TASK STATEMENT:
Please rewrite the rows below, replacing "each instance" with "every instance" throughout and leaving everything else unchanged.

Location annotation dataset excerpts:
★ ★ ★ ★ ★

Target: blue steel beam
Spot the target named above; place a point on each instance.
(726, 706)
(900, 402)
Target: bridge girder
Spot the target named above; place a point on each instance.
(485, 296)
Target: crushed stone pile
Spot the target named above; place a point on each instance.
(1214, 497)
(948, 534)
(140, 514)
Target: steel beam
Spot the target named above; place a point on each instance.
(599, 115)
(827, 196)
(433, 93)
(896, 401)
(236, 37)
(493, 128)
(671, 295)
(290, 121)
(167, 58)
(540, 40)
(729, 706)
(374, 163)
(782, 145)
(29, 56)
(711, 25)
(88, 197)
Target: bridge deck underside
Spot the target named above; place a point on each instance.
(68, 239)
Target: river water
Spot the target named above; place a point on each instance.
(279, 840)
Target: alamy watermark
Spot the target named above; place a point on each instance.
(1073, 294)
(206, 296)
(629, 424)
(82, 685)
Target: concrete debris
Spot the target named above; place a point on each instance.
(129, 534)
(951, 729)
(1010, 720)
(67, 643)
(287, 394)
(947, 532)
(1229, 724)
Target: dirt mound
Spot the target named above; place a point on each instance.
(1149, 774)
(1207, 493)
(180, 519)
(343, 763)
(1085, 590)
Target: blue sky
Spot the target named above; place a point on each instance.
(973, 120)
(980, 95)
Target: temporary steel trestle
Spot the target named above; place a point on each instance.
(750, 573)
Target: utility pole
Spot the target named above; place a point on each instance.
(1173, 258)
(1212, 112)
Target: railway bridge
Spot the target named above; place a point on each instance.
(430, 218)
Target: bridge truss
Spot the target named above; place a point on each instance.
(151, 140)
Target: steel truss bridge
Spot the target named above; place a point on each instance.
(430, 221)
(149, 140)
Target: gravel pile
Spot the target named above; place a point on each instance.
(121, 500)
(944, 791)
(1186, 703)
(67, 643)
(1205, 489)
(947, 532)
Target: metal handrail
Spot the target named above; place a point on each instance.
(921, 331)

★ ★ ★ ★ ★

THE SOLUTION:
Target: blue steel beam
Spot the target named above; place a point on every instance.
(726, 706)
(900, 402)
Target: bridge girder
Spot the target named above; place a point on every instance.
(485, 296)
Target: crushed stone pile
Spot the target named above; place a point on every instance.
(1214, 497)
(948, 534)
(140, 514)
Target: steel beam
Spot the target named above; place a point on every instance.
(599, 115)
(827, 196)
(433, 93)
(896, 401)
(236, 37)
(493, 128)
(671, 295)
(290, 121)
(167, 58)
(540, 40)
(729, 706)
(374, 163)
(782, 145)
(29, 56)
(711, 25)
(88, 197)
Target: bridge deck underside
Spot the target named above; place a point on every instance.
(68, 239)
Target: river water
Spot the target named above; place a point on every instance.
(279, 840)
Target: alamy watermark
Spot the target named above; place a point on every instance.
(1073, 294)
(206, 296)
(629, 424)
(82, 685)
Target: concrete debris
Spot the target named above; place a point on every instance.
(129, 534)
(951, 729)
(1010, 720)
(67, 643)
(287, 394)
(947, 532)
(1229, 724)
Target: dirt mound
Spot the target named above; place a point on every instance.
(1149, 774)
(1207, 493)
(180, 519)
(343, 763)
(1085, 590)
Target: blue sky
Spot the target named above; place a point on every instance.
(973, 120)
(980, 95)
Target: temporary steel trestle
Spot the target named above; place a point on every instance.
(750, 573)
Target: utility pole
Spot the target named above; place a point on every instance.
(1173, 258)
(1212, 112)
Target: railway bridge
Spot the target named above; place a point on every instance.
(430, 218)
Target: bridge truss
Spot the target named above; place a point on every instance.
(151, 140)
Target: steel truss bridge
Spot the target named above; place a point on every instance.
(430, 221)
(149, 140)
Target: gravel pile
Spot the target named above; place a point on every instance.
(121, 500)
(944, 791)
(1186, 703)
(67, 643)
(1205, 489)
(947, 532)
Target: metal handrail
Spot the target named above; place a point on every instance.
(921, 331)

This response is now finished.